• _Work required_
Format the lines of the items below as a JSON list of strings, one string per line, starting at the first line and ending at the line containing "[219,0,750,490]", with both included. Omit blank lines and the pictures.

• _Information provided_
▽

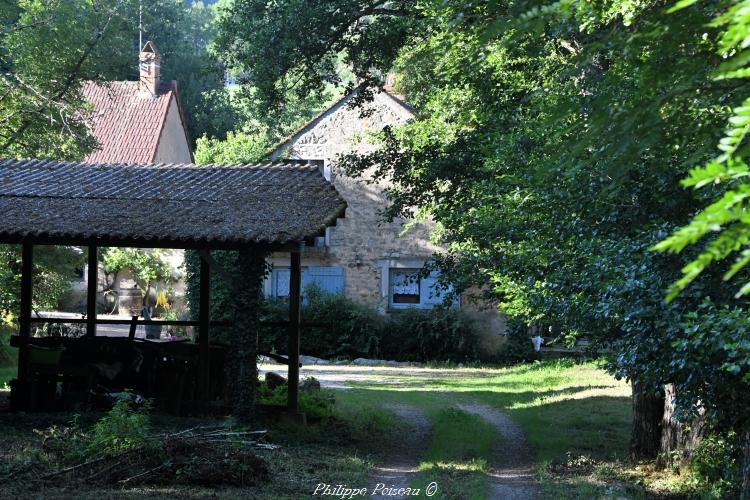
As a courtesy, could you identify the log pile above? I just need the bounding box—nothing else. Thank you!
[21,426,278,486]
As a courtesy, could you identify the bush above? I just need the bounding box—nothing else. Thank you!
[259,286,385,358]
[258,378,336,418]
[259,286,490,362]
[690,432,742,498]
[498,319,538,364]
[87,397,151,455]
[381,308,480,362]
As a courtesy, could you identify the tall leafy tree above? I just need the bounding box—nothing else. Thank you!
[219,0,750,490]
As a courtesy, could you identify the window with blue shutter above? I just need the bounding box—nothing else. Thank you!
[388,269,458,309]
[271,266,344,297]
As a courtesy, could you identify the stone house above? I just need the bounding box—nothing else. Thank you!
[63,42,193,313]
[265,90,504,340]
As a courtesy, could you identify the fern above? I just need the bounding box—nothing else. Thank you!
[654,0,750,301]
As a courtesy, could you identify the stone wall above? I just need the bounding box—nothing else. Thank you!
[154,95,192,163]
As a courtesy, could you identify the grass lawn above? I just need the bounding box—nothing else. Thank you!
[339,361,641,498]
[0,361,660,499]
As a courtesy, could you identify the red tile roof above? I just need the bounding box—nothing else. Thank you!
[83,82,182,163]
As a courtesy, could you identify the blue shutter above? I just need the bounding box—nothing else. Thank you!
[302,267,344,294]
[271,266,344,297]
[419,271,457,309]
[271,268,291,297]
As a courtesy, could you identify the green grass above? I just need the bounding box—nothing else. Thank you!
[0,366,18,389]
[339,361,637,498]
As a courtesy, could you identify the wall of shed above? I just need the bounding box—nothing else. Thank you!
[154,95,192,163]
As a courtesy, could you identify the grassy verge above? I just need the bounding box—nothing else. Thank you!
[413,408,496,499]
[340,361,642,498]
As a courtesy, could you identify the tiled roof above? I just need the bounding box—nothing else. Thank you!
[265,87,414,159]
[82,82,182,163]
[0,160,346,248]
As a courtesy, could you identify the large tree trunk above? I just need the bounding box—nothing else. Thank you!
[740,430,750,500]
[630,380,664,461]
[656,384,706,468]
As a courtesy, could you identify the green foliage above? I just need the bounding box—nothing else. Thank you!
[0,245,85,326]
[690,432,742,499]
[260,286,488,362]
[499,318,537,364]
[102,247,175,305]
[380,308,481,363]
[185,248,266,420]
[86,397,152,456]
[195,132,271,164]
[260,286,386,358]
[0,0,137,160]
[258,378,336,418]
[216,0,420,112]
[138,0,242,141]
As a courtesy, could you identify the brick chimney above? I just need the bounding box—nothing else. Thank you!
[138,42,161,97]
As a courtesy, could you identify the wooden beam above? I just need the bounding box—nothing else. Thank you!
[18,242,34,381]
[198,257,211,402]
[0,233,308,253]
[287,249,302,415]
[86,245,99,337]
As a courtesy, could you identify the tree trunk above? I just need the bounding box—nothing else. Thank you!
[630,380,664,461]
[656,384,706,468]
[740,430,750,500]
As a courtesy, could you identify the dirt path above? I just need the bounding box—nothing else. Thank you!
[456,404,539,500]
[367,404,430,499]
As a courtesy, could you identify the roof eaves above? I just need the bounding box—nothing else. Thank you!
[264,85,362,158]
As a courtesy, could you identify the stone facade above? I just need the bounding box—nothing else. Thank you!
[266,92,504,335]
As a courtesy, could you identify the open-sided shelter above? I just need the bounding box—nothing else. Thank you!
[0,160,346,412]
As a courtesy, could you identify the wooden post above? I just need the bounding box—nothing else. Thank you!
[18,243,34,381]
[198,257,211,403]
[86,245,99,337]
[287,250,302,415]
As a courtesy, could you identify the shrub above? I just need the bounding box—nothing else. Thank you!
[381,307,480,362]
[87,397,151,455]
[498,319,537,364]
[259,286,385,358]
[258,378,336,418]
[690,432,742,498]
[259,286,490,362]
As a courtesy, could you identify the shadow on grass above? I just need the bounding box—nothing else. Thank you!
[339,386,631,462]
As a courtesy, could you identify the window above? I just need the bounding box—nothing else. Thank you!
[391,271,420,306]
[73,265,89,281]
[271,266,344,297]
[388,269,458,309]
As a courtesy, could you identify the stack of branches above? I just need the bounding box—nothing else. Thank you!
[35,426,278,486]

△

• _Written response_
[
  "As a courtesy, could you identify the log pile above? I just need the bounding box—nothing else. Thank you!",
  "[21,426,278,486]",
  "As a courtesy, could you identify the bush above? I just need the bounding box—nothing else. Thank you!",
  "[259,286,385,358]",
  "[258,378,336,418]",
  "[259,286,490,362]",
  "[690,432,742,498]",
  "[498,319,538,364]",
  "[87,397,151,455]",
  "[381,308,480,362]",
  "As a courtesy, could you identify the tall leafy tree above? I just need the bounding box—nothing else. Thank you!",
  "[219,0,750,490]"
]